Collected data entries

::::::::::

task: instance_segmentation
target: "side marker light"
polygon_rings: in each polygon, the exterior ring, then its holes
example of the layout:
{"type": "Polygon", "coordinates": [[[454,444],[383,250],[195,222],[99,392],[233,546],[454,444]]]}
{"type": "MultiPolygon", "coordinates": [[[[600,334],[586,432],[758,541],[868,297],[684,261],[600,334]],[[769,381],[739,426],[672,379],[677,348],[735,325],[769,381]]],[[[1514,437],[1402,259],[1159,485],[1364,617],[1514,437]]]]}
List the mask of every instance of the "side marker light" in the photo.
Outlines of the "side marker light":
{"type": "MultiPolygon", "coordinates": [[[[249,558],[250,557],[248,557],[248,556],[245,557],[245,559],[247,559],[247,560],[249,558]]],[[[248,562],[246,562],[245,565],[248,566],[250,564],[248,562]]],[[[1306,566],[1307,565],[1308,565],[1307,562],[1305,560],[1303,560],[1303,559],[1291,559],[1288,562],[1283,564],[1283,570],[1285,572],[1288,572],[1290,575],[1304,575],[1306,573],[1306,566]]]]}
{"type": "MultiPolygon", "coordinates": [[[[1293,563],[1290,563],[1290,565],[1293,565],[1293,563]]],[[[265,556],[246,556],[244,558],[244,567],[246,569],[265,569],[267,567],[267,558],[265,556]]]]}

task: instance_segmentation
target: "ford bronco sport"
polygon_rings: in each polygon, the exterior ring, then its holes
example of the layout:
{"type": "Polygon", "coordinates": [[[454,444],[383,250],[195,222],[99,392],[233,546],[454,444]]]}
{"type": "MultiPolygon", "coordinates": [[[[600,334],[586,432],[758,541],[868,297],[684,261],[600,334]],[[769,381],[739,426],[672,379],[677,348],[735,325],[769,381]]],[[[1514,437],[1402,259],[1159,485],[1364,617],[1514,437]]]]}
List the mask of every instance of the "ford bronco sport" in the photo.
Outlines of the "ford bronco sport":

::::::::::

§ **PROBLEM DESCRIPTION**: When a line of the data holds the string "every", pick it out and copy it.

§ **RESPONSE**:
List the mask of every instance of the "side marker light" in the photo.
List the mask of every instance of the "ford bronco sport" in the photo.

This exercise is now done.